# Aim of the task:
Identify every line in the lines below that contains the string "bowl", treating case as significant, and copy each such line.

━━━━━━━━━━

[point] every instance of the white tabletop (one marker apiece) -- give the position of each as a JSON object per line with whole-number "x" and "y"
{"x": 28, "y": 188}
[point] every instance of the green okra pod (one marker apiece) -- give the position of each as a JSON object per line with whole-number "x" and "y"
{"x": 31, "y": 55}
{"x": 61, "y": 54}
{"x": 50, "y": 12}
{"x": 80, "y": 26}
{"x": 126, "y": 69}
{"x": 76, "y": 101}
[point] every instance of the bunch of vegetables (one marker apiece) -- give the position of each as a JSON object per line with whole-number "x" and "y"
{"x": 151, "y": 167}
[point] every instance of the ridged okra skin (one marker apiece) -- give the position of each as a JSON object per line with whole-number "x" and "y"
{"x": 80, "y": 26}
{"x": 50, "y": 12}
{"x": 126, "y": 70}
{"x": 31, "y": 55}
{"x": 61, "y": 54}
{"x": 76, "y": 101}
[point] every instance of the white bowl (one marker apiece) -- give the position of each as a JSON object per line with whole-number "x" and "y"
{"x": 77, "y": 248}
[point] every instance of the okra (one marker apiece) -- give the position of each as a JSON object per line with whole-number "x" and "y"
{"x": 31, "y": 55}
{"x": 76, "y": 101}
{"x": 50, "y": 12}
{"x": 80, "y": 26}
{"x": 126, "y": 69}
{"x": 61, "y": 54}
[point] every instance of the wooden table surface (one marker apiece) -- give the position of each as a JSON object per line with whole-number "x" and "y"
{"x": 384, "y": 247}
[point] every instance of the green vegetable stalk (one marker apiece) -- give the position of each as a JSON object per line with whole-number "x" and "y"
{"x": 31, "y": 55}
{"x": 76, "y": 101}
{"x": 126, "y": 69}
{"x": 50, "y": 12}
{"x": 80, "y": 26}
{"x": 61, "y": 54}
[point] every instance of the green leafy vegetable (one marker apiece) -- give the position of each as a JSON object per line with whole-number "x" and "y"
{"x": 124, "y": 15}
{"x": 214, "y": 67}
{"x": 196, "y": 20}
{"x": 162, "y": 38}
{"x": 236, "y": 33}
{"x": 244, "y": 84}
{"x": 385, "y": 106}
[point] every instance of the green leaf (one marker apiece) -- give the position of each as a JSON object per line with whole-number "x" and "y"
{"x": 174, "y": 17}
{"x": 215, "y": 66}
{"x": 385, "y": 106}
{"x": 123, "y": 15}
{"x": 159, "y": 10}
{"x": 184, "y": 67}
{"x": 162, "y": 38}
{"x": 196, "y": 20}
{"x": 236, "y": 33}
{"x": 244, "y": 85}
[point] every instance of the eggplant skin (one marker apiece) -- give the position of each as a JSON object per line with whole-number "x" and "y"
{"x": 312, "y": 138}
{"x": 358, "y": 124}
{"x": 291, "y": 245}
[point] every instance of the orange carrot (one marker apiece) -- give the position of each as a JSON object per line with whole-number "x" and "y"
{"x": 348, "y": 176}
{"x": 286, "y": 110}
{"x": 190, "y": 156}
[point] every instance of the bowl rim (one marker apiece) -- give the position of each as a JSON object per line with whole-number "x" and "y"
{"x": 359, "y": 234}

━━━━━━━━━━

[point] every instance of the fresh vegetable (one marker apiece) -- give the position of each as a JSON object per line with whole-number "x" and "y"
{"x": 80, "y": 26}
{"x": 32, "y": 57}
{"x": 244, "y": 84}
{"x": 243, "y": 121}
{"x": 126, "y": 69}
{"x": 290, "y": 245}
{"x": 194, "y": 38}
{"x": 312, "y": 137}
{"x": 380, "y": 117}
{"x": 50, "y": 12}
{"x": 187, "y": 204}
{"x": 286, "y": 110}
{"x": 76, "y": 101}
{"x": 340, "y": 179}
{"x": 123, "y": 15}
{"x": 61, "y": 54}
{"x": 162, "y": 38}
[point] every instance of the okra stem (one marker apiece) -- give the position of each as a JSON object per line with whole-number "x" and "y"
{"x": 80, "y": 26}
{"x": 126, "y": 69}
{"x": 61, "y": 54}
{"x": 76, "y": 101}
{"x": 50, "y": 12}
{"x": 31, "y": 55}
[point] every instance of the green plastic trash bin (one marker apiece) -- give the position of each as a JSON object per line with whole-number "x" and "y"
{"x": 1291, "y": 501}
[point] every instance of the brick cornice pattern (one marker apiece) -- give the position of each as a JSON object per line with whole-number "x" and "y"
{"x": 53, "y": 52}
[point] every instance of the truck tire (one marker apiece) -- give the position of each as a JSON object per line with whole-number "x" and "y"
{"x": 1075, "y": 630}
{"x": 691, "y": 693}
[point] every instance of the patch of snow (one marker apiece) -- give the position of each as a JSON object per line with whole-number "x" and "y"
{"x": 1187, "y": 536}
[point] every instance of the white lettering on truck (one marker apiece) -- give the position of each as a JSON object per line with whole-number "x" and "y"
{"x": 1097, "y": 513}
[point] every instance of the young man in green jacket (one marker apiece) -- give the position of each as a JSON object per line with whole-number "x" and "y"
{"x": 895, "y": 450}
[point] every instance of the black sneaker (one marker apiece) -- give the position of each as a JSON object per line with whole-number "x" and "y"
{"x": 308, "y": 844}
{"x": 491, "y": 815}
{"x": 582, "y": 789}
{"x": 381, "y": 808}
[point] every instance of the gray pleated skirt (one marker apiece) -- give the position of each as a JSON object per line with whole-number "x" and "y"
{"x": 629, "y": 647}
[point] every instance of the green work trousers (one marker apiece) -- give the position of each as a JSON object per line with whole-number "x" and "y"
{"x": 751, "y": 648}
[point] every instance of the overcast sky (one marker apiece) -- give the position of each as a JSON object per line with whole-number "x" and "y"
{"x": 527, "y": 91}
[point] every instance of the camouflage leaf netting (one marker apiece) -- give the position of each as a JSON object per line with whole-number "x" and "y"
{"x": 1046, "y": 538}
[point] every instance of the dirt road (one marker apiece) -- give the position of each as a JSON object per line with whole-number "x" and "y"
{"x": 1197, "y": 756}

━━━━━━━━━━

# Final result:
[point] every instance of the white bowl (one marker apiece) -- give the position of each as a JSON object per line with whole-number "x" and "y"
[point] every instance of the bowl rim (one marker apiece) -- give the position of each as a JSON object per line with whole-number "x" and "y"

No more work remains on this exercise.